Provided passage>
The Bureau's head office had traditionally been in Melbourne since its creation in 1908. Since 2020, the Bureau has restructured its operations and moved to a more distributed staffing arrangement with functions spread over its capital city offices. The current Melbourne office at 700 Collins Street in Melbourne Docklands[23] was established in 2004 and remains its largest staffed office.
Offices are located in each state and territory capital as well as offices in Cairns and Townsville. Specialist functions such as Regional Forecasting Centres (RFCs), Flood Warning Centres, the National Tidal Centre, the Volcanic Ash Advisory Centre, the Regional Specialised Meteorological Centre (Analysis), Bureau National Operations Centre (BNOC) and the Tropical Cyclone Warning Centres have been reorganised and distributed across the Bureau's offices with a major concentration of forecasting operations in Brisbane and Melbourne Docklands. The Australian Bureau of Meteorology issues tropical cyclone advices[24] and developed the Standard Emergency Warning Signal used for warnings. The Bureau is responsible for tropical cyclone naming for storms in waters surrounding Australia. Three lists of names used to be maintained, one for each of the western, northern and eastern Australian regions.[25] However, as of the start of the 2008–09 Tropical Cyclone Year these lists have been rolled into one main national list of tropical cyclone names.[25]
The Bureau maintained a network of field offices across the continent but has generally de-staffed these facilities,[26] except at capital city airports, Giles Meteorological Station,[27] on remote overseas islands, and in Antarctica. Capital city airport offices are scheduled for automation by 2027.[28] In 2011 there was also a network of some 300 paid co-operative observers and approximately 6,000 voluntary rainfall observers,[29] though this number is expected to have reduced over time with increased automation. In 2022 the Australian National Audit Office (ANAO) produced an audit report entitled "Bureau of Meteorology's Management of Assets in its Observing Network".[30]
The Bureau of Meteorology has been accused of being influenced by oil and gas giants such as Santos, Chevron and Woodside to downplay the effects of climate change to "please their leaders". Sentences in the Bureau's report on the 2019–20 Australian bushfire season were censored and/or modified to remove references to climate change and long-term warming trends.[31][undue weight? – discuss] Additionally, staff time and supercomputer modelling resources[32] were regularly directed from core services to supporting commercial offshore oil and gas ventures outside of appropriate commercial fee-for-service arrangements[33] at below-cost, given the significant expense[34] of running the resources.

Data segment>

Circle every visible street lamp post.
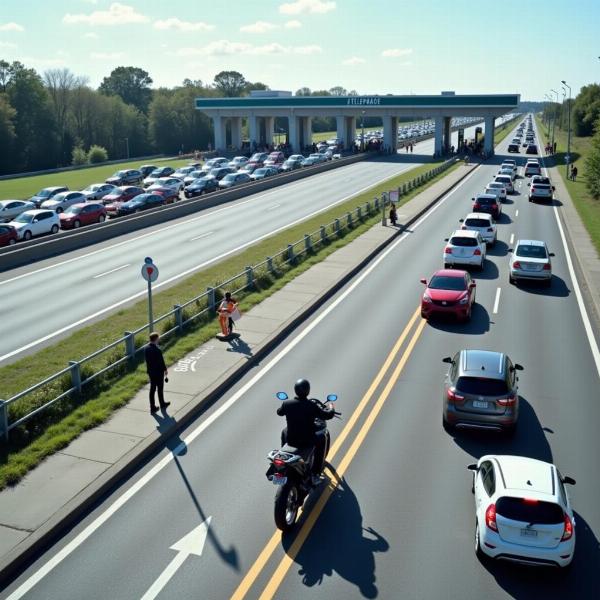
[561,79,571,179]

Short problem 1>
From the text on the Bureau of Meteorology, list every specialist function named as having been reorganized and distributed across the Bureau's offices.
Short problem 2>
Answer these from the text on the Bureau of Meteorology:
(a) In what year was the Bureau created?
(b) By what year are capital city airport offices scheduled for automation?
(c) As of the start of which Tropical Cyclone Year were the regional name lists combined into one national list?

Exercise answer 1>
- Regional Forecasting Centres (RFCs)
- Flood Warning Centres
- National Tidal Centre
- Volcanic Ash Advisory Centre
- Regional Specialised Meteorological Centre (Analysis)
- Bureau National Operations Centre (BNOC)
- Tropical Cyclone Warning Centres

Exercise answer 2>
(a) 1908
(b) 2027
(c) 2008–09